IF MEN, even men who had long known Lyndon Johnson, now became aware of new dimensions of his “gift”—his ability not only to meet but move the public—they became aware also of new dimensions of the effort he would make in using that gift. The men who knew Lyndon Johnson best—who knew best how utterly unsparing of himself he was willing to be, how “hours made no difference, days made no difference, nights made no difference”—had felt at the start of the campaign that, as Gene Latimer put it, “No matter what anyone said, we felt he had a chance, because we knew he would work harder than anyone else.” But even these men had not known how hard he would work.
Very few of the local influentials, the “lead men,” were for him. The leaders in the four counties in which Harris had been District Attorney knew Harris; the leaders in the counties Brownlee represented in the Legislature knew Brownlee; the leaders in Williamson County knew Sam Stone; leaders throughout the entire district, because they had needed favors from Buchanan, knew Buchanan’s man Avery—when Johnson visited them, they were courteous to him, but they also let him know quite clearly that their allegiances, forged over many years, were not transferable to a stranger, particularly not to some young—too young—stranger who thought he should be a Congressman.
But he didn’t stop visiting them. In Brenham, for example, he was, as Keach puts it, “working on an old Judge”—Sam D. W. Low. “His house sat on a knoll,” and the Judge sat on the porch. After calling on Low, Johnson would come back to the car, and say, “Boy, I don’t know. That was a tough cookie. Well, I tried, anyway.” He kept trying. Low told Johnson he was for Avery, and was going to stay for Avery, “but,” Keach says, “he [Johnson] kept going back. Many times I sat down on the road in the car watching him take the long walk up that trail to the house where the Judge was sitting on the porch.”

> _Data to examine_

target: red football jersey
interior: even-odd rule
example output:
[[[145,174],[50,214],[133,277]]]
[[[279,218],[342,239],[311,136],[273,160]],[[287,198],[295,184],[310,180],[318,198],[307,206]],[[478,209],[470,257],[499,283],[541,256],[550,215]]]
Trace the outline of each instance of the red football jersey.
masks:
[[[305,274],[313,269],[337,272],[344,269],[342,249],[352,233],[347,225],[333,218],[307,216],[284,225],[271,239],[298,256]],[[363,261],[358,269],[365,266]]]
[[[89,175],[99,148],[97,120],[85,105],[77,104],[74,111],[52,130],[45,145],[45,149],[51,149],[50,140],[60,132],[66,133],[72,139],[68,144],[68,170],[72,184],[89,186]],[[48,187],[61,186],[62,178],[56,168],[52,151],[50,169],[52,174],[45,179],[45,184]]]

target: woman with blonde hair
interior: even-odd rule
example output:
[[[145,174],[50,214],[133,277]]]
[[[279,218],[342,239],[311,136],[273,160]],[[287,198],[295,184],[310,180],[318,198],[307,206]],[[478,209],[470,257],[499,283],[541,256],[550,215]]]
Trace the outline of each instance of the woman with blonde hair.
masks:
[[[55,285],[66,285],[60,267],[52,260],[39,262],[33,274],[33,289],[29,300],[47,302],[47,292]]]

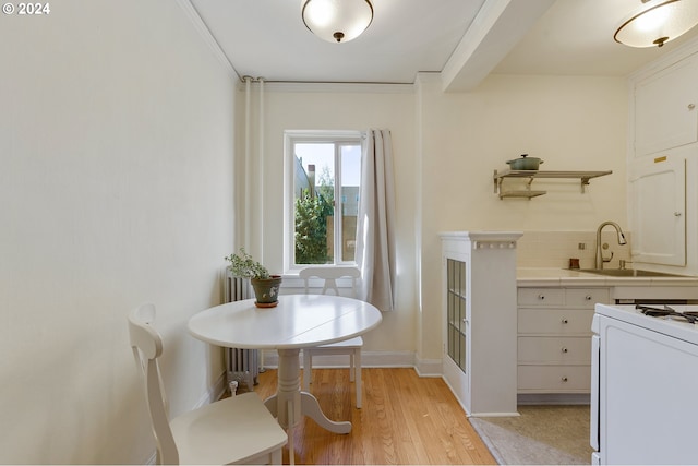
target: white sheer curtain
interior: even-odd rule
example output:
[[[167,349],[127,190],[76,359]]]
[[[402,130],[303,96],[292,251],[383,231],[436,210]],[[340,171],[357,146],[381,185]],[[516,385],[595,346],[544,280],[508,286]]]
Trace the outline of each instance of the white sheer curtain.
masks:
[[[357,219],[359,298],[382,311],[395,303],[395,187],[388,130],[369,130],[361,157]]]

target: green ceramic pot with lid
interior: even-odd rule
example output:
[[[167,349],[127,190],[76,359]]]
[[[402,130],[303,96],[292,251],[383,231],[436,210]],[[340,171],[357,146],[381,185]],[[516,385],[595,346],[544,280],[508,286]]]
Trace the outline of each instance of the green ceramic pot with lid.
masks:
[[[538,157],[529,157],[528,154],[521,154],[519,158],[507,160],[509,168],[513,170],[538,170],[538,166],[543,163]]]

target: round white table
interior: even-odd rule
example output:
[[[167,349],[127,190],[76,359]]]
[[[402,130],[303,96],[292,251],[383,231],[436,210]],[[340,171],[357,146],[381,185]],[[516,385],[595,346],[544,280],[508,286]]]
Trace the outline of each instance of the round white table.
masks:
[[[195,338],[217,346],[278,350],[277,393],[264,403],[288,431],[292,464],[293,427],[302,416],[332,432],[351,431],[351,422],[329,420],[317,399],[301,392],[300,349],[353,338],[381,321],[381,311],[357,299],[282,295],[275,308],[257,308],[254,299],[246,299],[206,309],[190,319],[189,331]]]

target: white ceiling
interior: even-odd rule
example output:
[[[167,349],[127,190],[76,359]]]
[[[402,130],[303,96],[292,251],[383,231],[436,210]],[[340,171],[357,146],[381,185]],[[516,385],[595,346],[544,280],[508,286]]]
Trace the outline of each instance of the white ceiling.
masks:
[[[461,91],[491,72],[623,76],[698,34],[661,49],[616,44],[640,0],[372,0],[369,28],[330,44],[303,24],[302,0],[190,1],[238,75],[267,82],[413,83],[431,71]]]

> _What to work on_
**a.** According to the passage on Johnson's campaign, why did the local leaders remain cool toward Johnson even though they treated him courteously? Answer in one to three sentences.
**b.** In the passage on Johnson's campaign, whom was Johnson repeatedly visiting in Brenham?
**c.** Translate this sentence from the passage on Johnson's campaign into French: "Very few of the local influentials, the “lead men,” were for him."

> _Results by task_
**a.** The leaders already knew and backed other candidates, namely Harris, Brownlee, Sam Stone or Buchanan's man Avery. Their allegiances had been forged over many years and were not transferable to a stranger, particularly one they considered too young to be a Congressman.

**b.** Judge Sam D. W. Low.

**c.** Très peu de notables locaux, les « meneurs », étaient de son côté.